Provided records |
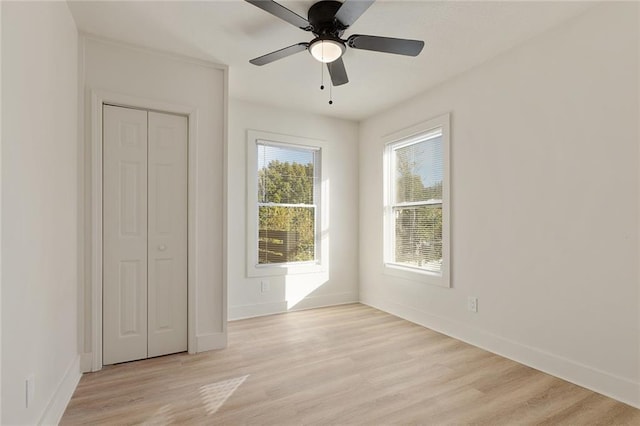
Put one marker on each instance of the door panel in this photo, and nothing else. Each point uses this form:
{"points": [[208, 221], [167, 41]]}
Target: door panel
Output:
{"points": [[124, 234], [167, 234]]}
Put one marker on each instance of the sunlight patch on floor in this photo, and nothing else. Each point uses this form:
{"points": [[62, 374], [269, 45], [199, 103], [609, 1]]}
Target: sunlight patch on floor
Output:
{"points": [[215, 394]]}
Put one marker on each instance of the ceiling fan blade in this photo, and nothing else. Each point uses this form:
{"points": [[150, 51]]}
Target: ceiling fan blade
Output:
{"points": [[279, 11], [399, 46], [279, 54], [338, 72], [351, 10]]}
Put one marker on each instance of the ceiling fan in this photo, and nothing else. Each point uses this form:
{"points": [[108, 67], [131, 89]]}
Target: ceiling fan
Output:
{"points": [[328, 20]]}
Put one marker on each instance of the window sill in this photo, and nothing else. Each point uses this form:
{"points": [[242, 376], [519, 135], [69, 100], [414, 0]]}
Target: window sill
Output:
{"points": [[416, 274], [270, 270]]}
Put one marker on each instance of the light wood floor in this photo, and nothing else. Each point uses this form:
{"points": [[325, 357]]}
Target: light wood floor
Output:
{"points": [[341, 365]]}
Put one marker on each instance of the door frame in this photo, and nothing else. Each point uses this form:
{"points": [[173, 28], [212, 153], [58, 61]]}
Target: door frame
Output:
{"points": [[98, 99]]}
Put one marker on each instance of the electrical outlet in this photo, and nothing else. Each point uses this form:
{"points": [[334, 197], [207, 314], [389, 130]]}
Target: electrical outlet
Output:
{"points": [[472, 304], [30, 390]]}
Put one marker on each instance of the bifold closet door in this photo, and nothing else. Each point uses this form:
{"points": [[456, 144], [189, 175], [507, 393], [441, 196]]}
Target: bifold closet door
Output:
{"points": [[167, 253], [144, 234], [124, 235]]}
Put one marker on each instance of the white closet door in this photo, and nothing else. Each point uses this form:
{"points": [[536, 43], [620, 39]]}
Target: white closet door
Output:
{"points": [[167, 234], [124, 234]]}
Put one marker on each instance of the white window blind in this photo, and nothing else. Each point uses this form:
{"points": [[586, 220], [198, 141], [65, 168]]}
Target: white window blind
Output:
{"points": [[287, 203], [416, 190]]}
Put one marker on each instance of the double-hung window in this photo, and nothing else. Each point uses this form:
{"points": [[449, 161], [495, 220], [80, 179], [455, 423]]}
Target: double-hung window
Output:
{"points": [[284, 195], [417, 203]]}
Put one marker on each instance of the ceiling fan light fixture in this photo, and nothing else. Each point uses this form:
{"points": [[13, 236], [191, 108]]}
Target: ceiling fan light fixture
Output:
{"points": [[326, 49]]}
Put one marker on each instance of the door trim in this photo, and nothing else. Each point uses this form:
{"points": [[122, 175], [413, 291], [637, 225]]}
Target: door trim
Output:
{"points": [[98, 98]]}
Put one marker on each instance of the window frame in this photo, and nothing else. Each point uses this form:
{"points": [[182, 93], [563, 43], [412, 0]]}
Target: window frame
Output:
{"points": [[254, 268], [400, 139]]}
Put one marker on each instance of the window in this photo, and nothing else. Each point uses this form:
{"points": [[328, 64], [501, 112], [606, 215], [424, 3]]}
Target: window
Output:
{"points": [[286, 203], [417, 203], [284, 216]]}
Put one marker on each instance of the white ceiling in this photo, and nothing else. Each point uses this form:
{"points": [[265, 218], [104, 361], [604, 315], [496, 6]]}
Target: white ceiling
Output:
{"points": [[458, 36]]}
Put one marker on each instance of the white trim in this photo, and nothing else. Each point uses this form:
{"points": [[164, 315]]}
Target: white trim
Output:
{"points": [[272, 308], [62, 395], [322, 246], [619, 388], [98, 98], [419, 132], [86, 362]]}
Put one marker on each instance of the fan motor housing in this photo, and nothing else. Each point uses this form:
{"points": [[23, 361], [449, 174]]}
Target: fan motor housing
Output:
{"points": [[322, 17]]}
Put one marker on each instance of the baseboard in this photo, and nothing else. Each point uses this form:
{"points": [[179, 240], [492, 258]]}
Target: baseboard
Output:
{"points": [[256, 310], [211, 341], [86, 362], [619, 388], [271, 308], [61, 397]]}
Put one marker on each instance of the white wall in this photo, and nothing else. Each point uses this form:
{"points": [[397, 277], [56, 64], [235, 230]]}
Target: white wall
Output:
{"points": [[544, 204], [338, 284], [163, 79], [39, 209]]}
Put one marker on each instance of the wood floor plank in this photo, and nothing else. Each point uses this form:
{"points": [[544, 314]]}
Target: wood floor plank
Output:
{"points": [[348, 364]]}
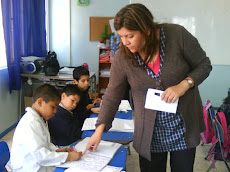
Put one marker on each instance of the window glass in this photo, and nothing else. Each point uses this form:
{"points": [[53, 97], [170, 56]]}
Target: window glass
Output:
{"points": [[2, 43]]}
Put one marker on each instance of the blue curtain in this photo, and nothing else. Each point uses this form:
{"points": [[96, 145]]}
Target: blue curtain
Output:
{"points": [[24, 33]]}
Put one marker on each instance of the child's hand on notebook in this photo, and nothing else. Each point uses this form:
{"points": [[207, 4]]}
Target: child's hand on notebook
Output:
{"points": [[95, 110], [66, 149], [74, 156]]}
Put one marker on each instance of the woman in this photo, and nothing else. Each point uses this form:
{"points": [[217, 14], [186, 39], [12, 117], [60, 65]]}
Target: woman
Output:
{"points": [[165, 57]]}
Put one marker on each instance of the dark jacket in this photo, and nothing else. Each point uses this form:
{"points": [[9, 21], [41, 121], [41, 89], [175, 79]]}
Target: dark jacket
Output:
{"points": [[80, 112], [183, 57], [64, 128]]}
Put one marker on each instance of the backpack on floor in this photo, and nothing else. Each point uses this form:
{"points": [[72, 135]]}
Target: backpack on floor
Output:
{"points": [[224, 138], [51, 66]]}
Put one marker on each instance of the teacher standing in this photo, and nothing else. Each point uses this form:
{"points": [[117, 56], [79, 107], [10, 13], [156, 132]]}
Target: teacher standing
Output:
{"points": [[164, 57]]}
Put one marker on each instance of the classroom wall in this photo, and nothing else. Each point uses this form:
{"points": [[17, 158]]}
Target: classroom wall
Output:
{"points": [[71, 42], [9, 104], [80, 50]]}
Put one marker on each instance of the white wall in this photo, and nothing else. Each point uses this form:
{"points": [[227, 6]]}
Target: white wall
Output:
{"points": [[207, 20], [59, 30], [9, 103], [184, 12]]}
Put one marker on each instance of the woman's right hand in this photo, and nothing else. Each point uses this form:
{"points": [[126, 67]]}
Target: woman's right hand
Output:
{"points": [[95, 139]]}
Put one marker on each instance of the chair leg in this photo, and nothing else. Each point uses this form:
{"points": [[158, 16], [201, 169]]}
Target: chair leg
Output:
{"points": [[227, 166]]}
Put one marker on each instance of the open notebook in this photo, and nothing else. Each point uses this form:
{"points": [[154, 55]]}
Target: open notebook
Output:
{"points": [[94, 161]]}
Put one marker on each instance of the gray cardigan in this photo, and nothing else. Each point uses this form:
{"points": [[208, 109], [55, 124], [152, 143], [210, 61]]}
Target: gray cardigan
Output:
{"points": [[183, 57]]}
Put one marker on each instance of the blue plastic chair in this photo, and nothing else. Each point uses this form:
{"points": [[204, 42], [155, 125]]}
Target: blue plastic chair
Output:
{"points": [[4, 155]]}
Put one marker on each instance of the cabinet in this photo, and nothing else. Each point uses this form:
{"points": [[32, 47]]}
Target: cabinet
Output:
{"points": [[105, 60]]}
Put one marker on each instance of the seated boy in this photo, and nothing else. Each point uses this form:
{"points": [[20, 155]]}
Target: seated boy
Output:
{"points": [[64, 128], [31, 146], [85, 105]]}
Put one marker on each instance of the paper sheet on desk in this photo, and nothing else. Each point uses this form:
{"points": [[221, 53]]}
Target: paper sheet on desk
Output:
{"points": [[120, 125], [94, 161], [107, 168], [153, 101], [124, 106]]}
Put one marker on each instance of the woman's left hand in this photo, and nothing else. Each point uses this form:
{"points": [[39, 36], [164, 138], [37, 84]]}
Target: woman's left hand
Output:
{"points": [[66, 149], [171, 94]]}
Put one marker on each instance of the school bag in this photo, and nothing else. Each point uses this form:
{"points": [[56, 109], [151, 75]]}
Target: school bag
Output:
{"points": [[224, 137], [209, 133], [51, 66]]}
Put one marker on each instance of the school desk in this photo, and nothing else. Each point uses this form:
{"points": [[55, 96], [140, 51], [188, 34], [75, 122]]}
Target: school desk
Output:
{"points": [[125, 138], [59, 80], [118, 160], [114, 136]]}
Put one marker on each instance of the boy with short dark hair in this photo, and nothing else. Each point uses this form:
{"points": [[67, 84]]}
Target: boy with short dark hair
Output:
{"points": [[85, 105], [64, 128], [31, 146]]}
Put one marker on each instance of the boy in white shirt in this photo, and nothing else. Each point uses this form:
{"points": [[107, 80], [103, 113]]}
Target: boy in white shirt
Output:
{"points": [[31, 146]]}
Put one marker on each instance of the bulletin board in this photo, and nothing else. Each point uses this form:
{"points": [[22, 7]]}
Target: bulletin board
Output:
{"points": [[97, 26]]}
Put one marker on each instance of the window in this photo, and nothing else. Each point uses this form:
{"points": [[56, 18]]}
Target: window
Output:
{"points": [[3, 63]]}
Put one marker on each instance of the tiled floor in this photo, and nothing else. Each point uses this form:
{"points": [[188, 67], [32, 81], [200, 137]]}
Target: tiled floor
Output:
{"points": [[132, 163]]}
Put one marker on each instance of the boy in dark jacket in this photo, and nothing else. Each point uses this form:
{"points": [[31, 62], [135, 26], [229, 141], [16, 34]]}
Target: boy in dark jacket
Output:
{"points": [[64, 127], [85, 105]]}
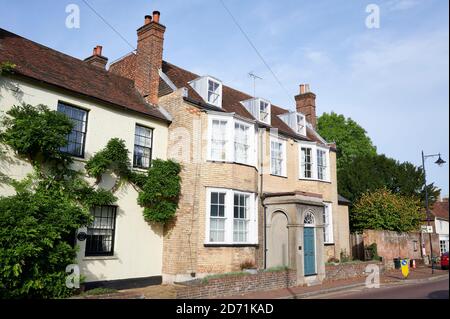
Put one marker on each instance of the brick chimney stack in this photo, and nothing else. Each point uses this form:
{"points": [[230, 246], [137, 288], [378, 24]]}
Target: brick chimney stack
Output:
{"points": [[149, 57], [306, 104], [97, 59]]}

Exercise instructions |
Write out only the lines from the line containing "Put one marker on each instance of the bulletin" through the end of the material above, both end lines included. Pictures are not written out.

Reply to the task |
Put one marker on each instance of the bulletin board in this photo, and nothing else. Each point uses this form:
{"points": [[22, 7]]}
Target: bulletin board
Output:
{"points": [[97, 26]]}
Put one marker on each instance of the window in this photo, and nothing else. Each point uses this form:
{"points": [[56, 18]]}
Target: window
Output:
{"points": [[3, 63]]}
Put one marker on each instance of the tiled floor in this photo, and nothing else. Each point uses this form:
{"points": [[188, 67], [32, 81], [200, 137]]}
Target: tiled floor
Output:
{"points": [[132, 163]]}
Put one marker on each instance of the boy in dark jacket in this photo, and nothing else. Each point uses this form:
{"points": [[31, 62], [135, 26], [229, 141], [16, 34]]}
Target: boy in dark jacket
Output:
{"points": [[64, 127], [85, 105]]}
Put one marker on each instance of the brick chimney stack in this photo, and nothing else. Each point uses this form:
{"points": [[230, 246], [137, 288], [378, 24]]}
Target: brick chimney stack
Output:
{"points": [[149, 57], [306, 104], [97, 59]]}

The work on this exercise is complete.